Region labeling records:
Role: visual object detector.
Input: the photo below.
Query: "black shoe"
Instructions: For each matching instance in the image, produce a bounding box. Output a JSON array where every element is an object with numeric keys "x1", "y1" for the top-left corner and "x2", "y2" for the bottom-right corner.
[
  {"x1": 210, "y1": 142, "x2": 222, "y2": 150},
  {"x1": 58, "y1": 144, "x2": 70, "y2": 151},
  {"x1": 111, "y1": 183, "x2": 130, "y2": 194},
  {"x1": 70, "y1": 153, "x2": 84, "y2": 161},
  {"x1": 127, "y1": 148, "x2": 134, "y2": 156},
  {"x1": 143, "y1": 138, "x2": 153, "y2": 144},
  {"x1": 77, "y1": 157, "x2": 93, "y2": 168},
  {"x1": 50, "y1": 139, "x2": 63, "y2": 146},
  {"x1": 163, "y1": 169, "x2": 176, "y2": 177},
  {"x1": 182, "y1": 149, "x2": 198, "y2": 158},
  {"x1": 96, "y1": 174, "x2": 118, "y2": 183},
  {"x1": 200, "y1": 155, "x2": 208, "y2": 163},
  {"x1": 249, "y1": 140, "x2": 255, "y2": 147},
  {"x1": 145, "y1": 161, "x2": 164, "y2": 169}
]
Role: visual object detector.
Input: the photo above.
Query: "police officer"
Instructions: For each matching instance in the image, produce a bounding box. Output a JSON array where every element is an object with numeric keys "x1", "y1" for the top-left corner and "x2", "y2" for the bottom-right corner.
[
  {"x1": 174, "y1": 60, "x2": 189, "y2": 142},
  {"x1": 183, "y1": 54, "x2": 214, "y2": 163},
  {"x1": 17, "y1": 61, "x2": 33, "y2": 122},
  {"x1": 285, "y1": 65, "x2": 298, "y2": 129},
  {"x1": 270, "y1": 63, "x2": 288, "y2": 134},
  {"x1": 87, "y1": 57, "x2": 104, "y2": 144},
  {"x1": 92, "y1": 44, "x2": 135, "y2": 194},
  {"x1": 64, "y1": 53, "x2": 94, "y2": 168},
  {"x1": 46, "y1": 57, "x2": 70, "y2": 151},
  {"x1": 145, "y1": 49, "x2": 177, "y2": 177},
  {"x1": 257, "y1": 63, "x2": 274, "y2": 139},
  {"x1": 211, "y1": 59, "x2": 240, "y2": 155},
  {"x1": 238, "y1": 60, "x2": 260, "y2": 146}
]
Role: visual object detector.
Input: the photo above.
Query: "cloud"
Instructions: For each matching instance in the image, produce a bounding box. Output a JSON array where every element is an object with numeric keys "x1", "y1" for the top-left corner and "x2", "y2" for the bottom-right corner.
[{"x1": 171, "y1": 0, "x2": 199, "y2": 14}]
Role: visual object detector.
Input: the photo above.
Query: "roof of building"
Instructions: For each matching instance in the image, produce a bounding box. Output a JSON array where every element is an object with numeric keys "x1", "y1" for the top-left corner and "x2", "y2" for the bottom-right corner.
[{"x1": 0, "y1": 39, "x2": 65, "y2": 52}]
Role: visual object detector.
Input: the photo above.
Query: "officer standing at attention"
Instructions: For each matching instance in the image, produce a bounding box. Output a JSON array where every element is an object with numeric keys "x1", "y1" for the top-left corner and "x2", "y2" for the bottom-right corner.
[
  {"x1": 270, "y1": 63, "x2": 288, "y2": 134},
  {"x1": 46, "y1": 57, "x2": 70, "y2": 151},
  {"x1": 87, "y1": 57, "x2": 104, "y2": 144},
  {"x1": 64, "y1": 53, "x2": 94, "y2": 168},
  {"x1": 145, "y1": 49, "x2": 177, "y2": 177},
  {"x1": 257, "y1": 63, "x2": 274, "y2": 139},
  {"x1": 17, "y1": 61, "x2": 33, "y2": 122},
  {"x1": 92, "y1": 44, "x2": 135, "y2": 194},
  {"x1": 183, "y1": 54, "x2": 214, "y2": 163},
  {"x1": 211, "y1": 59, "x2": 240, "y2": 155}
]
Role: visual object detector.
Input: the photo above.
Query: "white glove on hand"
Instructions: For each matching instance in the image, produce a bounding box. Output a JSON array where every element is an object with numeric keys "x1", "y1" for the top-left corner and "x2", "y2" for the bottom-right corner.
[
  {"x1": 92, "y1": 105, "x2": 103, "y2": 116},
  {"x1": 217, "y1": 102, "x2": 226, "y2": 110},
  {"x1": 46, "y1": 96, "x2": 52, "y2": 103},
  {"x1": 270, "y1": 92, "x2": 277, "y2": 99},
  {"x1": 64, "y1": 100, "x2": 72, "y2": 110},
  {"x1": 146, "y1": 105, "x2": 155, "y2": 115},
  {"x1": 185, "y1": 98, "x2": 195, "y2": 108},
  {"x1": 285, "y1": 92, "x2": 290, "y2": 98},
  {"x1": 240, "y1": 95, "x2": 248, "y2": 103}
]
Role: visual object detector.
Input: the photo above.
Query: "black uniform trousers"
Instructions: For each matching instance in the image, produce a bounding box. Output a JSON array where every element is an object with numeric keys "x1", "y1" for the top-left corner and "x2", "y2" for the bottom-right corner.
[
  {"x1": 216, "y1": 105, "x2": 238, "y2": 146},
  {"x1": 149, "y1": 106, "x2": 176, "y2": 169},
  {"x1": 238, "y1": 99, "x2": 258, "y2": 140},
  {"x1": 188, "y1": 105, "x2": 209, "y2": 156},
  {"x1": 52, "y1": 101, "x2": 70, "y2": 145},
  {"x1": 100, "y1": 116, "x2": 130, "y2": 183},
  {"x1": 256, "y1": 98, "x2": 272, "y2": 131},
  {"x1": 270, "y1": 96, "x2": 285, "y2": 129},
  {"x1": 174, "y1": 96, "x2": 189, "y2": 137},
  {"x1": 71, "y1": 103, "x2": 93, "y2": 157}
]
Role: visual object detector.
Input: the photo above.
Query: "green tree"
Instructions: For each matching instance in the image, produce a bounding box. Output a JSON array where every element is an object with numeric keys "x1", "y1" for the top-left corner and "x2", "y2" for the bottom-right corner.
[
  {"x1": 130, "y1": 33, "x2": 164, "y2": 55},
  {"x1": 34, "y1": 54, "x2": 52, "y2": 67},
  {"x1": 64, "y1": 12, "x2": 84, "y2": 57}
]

What is asked: Report how many lines of the entries above contain the string "Query", counting only matches in the same case.

Finished task: 8